*Aim of the exercise*. Write a continuation of the travel overview of Seoul, picking up after its final sentence.

*Selected extract*.
* * * *

The blue and red yin and yang emblazoned on South Korea's flag represent balance – an ideal that was thrown off-kilter during the Korean War. But after the 1953 armistice, a modern Seoul bloomed anew. Today, the city is characterized by stunning architecture, vibrant culture and a thriving economy – all testaments to Seoul's resilience.
Seoul may seem like its blazing into the future, but South Koreans still hold fast to their rich heritage. Tucked between vast shopping districts and lively nightlife zones are relics of Seoul's history, windows into an old Seoul before the towers of concrete and steel. Gyeongbok Palace – the oldest and largest of five Joseon Dynasty palaces in the city – stands on manicured grounds just minutes from downtown. Nearby, Bukchon Village's wooden, one-story homes sit in sharp contrast to the surrounding high-rises. Miraculously, Seoul's past and present do not clash; rather, they play off one another. This harmonious blend of old and new is the key to Seoul's allure and a central tenet of the city's identity.
The best times to visit Seoul are from March to May and from September to November, when the weather is mild (average daily high temperatures stay below the mid-70s) and travel expenses are low. If you're a powder hound, you'll want to visit between December and February, when average daytime temperatures stay around the freezing mark and snow can be frequent. It's best to avoid the summer months, also known as monsoon season. During these months, Seoul is uncomfortably humid and full of tourists. What's more, hotel room costs are at fever pitch.

* * * *

*Provided data*.
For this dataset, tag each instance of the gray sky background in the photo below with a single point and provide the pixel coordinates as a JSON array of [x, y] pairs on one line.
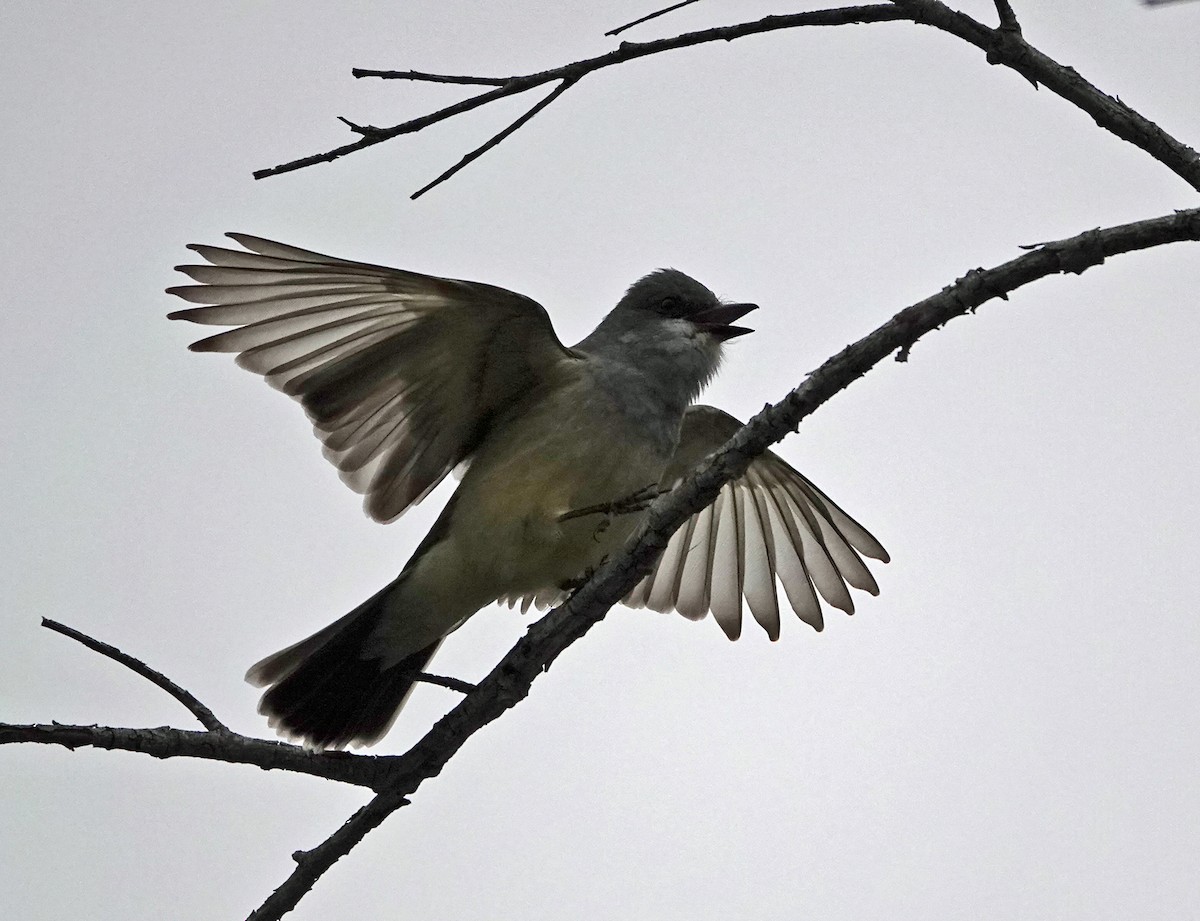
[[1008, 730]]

* * * *

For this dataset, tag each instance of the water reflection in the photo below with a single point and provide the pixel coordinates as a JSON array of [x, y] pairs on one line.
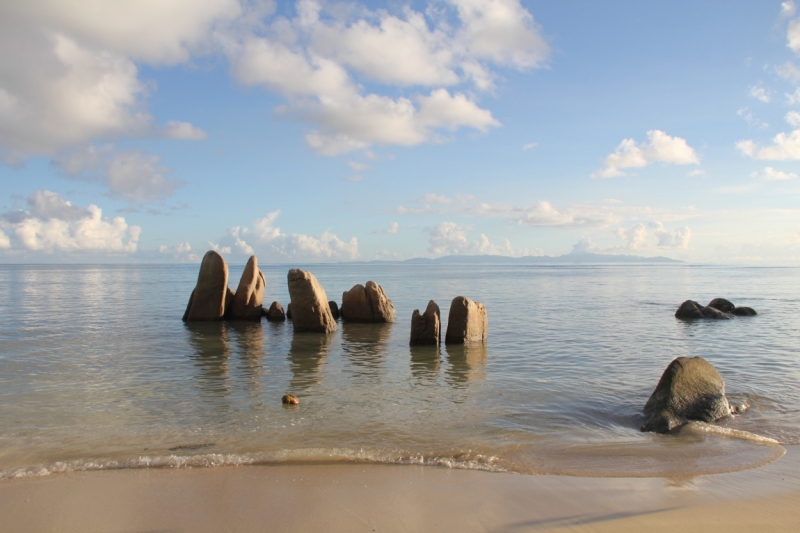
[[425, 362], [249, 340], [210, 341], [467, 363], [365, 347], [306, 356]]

* * * *

*Task output*.
Data sourced from the National Climatic Data Center
South Korean culture is still deeply rooted in ancient Confucian principles, including a strong dedication to family and society. Because of Koreans' respect for the hierarchy system, family elders and ancestors are honored above all. To uphold Korean etiquette, bow to elders in greeting (younger people are expected to bow lower than the elders out of respect) and allow them priority seating on public transportation. A bow when meeting anyone else is customary. And don't get offended if someone asks your age. Since elders are held with such high regard in Korean culture, oftentimes people ask as a way to avoid disrespecting anyone in their company. This is the same among youth culture, as younger people perceive themselves to have different roles in the group dynamic than the older participants, even if the age difference is only a couple of years. But don't worry too much about whether or not you're performing the social norms properly. Koreans have become well attuned to Western culture and don't expect foreigners to know the ins and outs of Korean etiquette (there are many different types of bows). It is also worth noting that in writing, Korean given names come after family names (the opposite is true in the United States).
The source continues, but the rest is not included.